- Task -
Everything from the line containing "negative clicks: (573, 466) (377, 680)" through the line containing "positive clicks: (892, 666)" in the listing below should be copied exactly, and nothing more.
━━━━━ Supplied data
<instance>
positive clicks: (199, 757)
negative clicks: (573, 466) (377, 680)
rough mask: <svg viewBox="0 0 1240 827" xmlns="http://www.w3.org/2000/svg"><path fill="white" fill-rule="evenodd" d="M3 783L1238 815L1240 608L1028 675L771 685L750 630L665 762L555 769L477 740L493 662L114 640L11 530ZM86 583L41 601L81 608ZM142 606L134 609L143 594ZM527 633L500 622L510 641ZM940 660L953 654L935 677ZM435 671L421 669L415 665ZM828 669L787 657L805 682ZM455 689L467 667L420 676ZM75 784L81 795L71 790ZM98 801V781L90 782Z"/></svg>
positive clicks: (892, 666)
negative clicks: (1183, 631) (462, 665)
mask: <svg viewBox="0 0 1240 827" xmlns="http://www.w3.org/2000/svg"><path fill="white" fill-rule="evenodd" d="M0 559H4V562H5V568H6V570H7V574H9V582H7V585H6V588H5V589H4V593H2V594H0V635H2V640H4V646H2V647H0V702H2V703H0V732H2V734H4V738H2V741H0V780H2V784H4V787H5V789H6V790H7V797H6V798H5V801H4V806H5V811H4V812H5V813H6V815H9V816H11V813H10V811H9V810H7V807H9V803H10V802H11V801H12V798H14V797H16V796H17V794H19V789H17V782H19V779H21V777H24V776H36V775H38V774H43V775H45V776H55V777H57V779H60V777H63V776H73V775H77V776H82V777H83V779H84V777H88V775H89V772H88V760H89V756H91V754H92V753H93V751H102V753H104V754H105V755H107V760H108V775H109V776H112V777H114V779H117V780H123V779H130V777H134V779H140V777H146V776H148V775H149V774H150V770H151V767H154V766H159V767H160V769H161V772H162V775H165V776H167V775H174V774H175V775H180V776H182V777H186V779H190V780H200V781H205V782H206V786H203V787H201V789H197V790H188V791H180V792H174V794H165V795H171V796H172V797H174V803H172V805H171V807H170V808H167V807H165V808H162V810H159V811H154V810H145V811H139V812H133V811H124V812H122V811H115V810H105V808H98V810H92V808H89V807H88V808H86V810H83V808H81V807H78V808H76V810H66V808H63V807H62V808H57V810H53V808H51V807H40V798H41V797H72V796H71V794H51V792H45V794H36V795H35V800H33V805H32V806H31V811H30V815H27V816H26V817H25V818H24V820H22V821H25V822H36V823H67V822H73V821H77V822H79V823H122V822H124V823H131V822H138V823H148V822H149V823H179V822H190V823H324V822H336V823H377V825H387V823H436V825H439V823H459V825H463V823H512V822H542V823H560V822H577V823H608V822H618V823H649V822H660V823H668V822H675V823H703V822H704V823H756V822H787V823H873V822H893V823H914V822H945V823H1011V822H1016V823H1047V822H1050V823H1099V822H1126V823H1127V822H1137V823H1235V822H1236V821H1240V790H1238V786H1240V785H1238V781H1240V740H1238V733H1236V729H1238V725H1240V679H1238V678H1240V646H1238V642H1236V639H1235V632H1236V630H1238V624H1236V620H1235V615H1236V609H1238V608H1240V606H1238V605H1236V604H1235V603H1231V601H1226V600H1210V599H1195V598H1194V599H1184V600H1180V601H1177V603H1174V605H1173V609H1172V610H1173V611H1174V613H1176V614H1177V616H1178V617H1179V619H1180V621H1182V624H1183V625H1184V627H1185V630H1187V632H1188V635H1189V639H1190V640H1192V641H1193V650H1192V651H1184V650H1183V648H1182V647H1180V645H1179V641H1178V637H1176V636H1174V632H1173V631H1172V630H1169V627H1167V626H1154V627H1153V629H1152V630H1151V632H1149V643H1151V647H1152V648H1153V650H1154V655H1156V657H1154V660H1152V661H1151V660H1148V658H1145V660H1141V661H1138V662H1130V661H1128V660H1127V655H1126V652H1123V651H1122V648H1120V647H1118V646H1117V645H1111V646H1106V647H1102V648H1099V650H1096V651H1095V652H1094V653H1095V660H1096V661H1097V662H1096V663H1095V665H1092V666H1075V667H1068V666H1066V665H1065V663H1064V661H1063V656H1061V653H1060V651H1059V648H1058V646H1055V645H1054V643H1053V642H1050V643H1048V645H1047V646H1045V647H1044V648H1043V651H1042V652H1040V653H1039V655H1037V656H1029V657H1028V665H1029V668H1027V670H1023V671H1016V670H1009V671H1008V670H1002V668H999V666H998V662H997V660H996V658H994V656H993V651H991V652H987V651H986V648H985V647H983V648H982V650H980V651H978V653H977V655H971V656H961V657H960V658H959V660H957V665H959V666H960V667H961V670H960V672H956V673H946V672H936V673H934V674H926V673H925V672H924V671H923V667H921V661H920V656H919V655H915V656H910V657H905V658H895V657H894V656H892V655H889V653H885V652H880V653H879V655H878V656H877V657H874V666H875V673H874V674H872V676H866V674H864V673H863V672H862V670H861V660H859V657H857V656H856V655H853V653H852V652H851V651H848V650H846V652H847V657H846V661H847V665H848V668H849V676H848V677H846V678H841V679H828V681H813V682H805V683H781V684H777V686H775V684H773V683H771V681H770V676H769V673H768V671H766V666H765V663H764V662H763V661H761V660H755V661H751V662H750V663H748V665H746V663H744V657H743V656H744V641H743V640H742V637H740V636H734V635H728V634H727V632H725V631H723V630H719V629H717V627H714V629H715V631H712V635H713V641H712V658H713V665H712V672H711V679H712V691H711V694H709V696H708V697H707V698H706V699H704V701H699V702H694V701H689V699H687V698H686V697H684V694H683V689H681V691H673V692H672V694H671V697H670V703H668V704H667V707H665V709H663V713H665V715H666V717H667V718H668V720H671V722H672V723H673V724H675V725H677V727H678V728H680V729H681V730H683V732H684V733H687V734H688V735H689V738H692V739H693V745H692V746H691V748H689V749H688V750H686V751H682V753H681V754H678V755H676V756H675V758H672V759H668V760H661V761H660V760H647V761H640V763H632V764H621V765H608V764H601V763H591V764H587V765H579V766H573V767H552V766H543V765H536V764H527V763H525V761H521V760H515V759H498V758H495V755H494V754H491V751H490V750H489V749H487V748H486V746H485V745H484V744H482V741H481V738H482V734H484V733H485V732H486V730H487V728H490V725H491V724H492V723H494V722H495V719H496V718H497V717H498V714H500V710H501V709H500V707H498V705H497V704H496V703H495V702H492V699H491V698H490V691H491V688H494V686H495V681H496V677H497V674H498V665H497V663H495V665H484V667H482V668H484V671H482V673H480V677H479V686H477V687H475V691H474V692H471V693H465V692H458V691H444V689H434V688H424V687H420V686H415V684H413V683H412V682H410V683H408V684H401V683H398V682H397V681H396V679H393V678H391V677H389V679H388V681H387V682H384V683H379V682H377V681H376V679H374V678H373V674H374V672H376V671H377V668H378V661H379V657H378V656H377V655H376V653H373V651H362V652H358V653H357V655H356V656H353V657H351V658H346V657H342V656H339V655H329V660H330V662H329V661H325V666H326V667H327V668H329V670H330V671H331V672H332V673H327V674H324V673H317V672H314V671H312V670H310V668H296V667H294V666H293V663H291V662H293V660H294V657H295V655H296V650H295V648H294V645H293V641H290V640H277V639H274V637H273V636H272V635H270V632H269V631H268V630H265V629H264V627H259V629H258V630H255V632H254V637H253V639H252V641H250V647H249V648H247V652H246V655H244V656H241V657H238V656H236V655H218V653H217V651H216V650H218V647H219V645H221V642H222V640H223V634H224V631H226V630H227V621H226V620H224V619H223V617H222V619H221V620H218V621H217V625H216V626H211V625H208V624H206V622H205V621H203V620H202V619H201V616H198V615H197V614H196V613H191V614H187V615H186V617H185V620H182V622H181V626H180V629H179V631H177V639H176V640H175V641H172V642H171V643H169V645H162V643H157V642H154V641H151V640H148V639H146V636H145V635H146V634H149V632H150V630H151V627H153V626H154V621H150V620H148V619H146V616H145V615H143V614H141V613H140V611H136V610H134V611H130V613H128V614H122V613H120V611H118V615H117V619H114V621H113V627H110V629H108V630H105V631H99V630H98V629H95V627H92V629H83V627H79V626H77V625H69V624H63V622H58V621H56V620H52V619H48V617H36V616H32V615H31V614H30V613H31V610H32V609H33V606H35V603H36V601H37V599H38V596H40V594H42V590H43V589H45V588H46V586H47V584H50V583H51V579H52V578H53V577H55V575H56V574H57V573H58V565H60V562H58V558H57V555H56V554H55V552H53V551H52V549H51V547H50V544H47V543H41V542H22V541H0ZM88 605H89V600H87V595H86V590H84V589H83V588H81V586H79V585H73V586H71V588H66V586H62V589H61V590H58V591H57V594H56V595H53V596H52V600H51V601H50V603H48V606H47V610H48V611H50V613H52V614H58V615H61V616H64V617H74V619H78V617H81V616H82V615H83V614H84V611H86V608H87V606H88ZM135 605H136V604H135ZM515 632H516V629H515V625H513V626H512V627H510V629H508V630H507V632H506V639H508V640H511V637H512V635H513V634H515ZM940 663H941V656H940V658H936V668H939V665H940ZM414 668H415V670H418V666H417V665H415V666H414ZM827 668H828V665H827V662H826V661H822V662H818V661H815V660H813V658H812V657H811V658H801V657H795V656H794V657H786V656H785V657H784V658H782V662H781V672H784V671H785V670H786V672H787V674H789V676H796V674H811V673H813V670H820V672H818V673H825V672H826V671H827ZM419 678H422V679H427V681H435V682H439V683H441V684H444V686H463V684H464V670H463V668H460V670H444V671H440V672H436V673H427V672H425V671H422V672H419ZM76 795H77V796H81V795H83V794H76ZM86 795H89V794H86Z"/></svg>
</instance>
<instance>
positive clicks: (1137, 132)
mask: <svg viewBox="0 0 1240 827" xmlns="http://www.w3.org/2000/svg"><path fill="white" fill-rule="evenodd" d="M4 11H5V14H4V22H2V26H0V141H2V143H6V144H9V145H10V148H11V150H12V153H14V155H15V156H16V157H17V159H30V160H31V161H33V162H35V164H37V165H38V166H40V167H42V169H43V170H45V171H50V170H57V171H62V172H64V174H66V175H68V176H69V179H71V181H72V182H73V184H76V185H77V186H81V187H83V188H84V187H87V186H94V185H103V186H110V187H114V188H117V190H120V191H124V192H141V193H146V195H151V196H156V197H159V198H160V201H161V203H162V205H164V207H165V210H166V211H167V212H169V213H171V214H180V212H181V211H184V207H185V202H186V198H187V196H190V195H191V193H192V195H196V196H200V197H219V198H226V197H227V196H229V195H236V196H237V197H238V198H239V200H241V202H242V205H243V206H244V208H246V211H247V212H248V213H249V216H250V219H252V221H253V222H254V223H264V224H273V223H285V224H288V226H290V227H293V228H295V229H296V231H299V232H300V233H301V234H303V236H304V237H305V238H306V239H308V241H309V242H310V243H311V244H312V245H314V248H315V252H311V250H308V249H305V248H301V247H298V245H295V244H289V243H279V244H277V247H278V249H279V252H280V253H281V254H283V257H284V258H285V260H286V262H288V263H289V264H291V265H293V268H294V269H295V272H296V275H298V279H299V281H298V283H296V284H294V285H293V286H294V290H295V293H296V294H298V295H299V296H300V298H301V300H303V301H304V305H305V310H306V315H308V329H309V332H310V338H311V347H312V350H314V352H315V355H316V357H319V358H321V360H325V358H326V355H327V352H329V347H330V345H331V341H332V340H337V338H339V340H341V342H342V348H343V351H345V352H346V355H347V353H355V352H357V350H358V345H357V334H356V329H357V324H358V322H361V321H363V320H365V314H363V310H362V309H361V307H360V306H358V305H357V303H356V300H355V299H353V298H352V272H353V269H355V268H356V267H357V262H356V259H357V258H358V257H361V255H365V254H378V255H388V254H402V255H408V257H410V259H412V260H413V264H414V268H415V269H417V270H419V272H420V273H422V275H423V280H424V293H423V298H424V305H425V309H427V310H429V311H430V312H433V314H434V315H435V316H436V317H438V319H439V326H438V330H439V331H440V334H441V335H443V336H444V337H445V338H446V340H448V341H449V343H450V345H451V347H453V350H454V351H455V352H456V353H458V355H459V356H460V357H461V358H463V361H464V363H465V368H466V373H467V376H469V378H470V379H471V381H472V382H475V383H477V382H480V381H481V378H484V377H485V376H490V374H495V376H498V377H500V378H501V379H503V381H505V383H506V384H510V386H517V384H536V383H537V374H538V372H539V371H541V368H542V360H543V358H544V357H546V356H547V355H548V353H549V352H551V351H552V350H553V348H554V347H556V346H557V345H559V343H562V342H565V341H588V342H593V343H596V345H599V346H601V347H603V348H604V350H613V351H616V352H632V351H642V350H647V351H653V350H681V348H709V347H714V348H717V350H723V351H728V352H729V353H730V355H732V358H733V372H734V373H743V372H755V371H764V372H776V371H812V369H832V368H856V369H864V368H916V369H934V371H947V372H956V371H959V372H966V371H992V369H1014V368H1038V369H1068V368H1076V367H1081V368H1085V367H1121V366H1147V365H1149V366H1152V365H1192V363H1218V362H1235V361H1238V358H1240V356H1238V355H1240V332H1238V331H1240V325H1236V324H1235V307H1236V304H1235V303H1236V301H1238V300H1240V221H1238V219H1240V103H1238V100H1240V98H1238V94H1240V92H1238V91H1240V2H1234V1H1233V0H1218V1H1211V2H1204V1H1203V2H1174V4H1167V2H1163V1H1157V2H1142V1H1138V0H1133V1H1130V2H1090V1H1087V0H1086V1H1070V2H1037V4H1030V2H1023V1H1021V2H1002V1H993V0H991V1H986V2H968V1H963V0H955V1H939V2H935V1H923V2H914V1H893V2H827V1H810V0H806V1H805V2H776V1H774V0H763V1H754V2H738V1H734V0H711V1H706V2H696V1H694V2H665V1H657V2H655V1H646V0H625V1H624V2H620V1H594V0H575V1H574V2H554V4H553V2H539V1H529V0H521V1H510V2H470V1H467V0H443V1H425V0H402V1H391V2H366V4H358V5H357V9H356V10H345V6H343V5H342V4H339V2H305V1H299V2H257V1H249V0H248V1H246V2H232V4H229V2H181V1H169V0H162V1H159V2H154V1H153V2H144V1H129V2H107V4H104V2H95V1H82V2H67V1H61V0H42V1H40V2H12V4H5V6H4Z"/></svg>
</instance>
━━━━━━━━━━
━━━━━ Supplied data
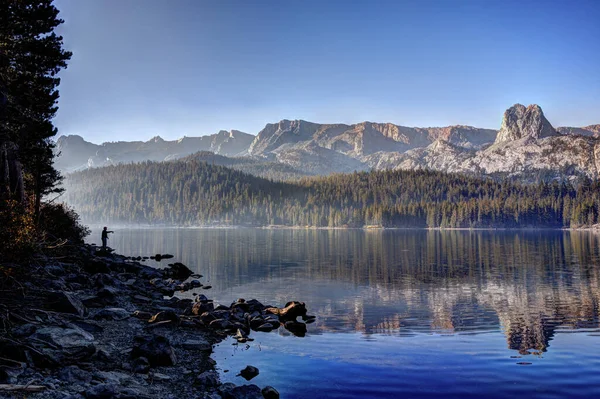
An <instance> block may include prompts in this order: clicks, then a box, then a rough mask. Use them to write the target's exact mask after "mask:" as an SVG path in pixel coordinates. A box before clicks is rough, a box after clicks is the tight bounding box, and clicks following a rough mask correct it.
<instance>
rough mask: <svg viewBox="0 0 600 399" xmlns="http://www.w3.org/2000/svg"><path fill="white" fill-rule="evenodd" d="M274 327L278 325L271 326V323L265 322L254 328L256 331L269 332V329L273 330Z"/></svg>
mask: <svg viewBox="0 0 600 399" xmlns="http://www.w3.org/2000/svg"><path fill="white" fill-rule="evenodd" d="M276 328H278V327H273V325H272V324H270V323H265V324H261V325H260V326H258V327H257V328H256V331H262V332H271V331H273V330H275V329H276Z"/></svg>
━━━━━━━━━━
━━━━━ Supplied data
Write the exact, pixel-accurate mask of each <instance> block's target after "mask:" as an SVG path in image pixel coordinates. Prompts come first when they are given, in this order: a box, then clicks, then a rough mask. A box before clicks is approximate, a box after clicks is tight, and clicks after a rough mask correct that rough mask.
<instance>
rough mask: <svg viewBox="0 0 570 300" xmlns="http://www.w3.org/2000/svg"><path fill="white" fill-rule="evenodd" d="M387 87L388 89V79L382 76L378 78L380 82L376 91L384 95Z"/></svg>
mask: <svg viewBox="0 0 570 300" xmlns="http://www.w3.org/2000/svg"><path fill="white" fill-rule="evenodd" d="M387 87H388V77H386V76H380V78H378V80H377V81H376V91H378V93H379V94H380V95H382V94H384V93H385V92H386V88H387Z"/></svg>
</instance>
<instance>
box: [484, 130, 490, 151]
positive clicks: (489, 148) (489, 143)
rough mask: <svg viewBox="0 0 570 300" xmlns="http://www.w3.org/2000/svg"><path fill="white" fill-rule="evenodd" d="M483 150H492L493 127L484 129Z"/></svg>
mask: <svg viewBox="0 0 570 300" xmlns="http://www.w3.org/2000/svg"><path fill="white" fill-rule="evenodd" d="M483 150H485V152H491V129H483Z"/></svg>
━━━━━━━━━━
- Result -
negative clicks: (573, 466) (377, 680)
rough mask: <svg viewBox="0 0 1240 827" xmlns="http://www.w3.org/2000/svg"><path fill="white" fill-rule="evenodd" d="M3 783L1238 815L1240 608L1028 675L771 685L750 630L665 762L555 769L477 740L493 662L114 640L11 530ZM86 583L41 601L81 608ZM142 606L134 609L143 594ZM527 633L500 622L510 641ZM940 660L953 654L935 677ZM435 671L421 669L415 665ZM828 669L787 657L805 682ZM455 689L467 667L420 676ZM75 784L81 795L71 790ZM98 801V781L90 782Z"/></svg>
positive clicks: (892, 666)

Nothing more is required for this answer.